• Exercise goal: Reproduce verbatim the records section that opens with the line containing "Would you be so kind as to mark the green" and closes with the line containing "column 81, row 289", both lines included.

────

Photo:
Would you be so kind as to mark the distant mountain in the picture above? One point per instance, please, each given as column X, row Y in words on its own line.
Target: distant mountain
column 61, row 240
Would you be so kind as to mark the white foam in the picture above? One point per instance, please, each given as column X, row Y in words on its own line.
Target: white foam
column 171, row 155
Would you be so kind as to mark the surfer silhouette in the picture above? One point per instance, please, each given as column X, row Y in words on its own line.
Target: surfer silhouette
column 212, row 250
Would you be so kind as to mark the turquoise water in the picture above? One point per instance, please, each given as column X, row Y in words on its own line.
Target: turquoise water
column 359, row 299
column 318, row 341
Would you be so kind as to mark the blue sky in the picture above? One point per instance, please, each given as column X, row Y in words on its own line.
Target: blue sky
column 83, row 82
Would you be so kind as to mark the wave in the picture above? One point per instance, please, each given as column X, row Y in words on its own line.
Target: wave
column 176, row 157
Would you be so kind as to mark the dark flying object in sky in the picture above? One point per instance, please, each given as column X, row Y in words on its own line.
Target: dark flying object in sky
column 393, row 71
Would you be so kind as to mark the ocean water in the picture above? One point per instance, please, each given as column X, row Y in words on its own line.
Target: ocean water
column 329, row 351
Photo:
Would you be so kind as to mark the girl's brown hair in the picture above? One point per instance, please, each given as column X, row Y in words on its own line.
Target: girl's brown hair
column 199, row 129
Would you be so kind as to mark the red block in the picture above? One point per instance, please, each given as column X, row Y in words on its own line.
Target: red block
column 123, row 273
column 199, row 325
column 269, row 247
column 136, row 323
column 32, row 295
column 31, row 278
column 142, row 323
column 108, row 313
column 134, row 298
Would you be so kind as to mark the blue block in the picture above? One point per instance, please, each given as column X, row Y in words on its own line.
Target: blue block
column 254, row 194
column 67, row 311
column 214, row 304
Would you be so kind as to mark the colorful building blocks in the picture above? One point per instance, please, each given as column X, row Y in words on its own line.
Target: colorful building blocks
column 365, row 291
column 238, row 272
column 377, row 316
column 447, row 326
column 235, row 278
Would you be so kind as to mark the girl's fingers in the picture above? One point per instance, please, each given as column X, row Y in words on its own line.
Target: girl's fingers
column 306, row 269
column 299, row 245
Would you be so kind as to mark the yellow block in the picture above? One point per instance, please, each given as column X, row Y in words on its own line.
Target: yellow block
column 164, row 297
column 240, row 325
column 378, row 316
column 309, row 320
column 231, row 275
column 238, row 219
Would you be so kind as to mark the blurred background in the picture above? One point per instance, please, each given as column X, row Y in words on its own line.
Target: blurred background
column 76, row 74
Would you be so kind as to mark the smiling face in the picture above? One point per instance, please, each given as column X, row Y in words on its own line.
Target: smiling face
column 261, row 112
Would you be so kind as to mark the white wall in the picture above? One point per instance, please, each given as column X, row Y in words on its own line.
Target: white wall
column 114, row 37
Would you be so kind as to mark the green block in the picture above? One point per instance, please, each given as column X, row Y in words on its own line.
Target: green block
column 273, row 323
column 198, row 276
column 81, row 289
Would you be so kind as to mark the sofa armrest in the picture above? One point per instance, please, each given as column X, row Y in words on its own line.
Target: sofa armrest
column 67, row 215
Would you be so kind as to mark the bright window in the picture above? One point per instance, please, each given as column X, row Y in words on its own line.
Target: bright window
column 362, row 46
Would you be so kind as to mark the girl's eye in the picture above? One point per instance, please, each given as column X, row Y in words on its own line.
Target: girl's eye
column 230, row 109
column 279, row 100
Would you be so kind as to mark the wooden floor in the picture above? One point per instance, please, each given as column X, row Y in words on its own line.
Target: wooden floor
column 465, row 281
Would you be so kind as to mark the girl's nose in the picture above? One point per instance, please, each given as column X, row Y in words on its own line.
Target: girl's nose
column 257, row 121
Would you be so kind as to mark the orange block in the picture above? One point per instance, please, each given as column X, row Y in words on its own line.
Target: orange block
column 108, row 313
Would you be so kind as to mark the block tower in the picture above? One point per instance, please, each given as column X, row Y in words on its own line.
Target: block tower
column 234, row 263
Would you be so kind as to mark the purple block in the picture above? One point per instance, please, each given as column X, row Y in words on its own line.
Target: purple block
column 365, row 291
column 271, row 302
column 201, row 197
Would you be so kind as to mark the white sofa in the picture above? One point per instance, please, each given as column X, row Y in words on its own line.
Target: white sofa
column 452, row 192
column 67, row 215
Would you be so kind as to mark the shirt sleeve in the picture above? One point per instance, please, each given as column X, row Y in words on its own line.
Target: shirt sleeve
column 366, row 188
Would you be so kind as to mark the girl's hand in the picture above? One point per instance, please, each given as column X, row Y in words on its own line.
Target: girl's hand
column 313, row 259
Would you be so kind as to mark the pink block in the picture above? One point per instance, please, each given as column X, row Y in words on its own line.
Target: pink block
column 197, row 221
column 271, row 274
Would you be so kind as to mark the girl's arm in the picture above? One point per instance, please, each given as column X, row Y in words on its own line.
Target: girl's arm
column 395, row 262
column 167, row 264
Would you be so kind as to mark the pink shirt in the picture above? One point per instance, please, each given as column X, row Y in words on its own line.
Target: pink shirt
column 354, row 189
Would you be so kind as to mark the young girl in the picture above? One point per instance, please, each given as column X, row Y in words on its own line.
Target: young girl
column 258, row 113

────

• Complete answer:
Would you be so kind as to mark the green block in the picture above? One point per instance, please, each given as column X, row Y in words on its own line.
Target: green block
column 273, row 323
column 198, row 276
column 81, row 289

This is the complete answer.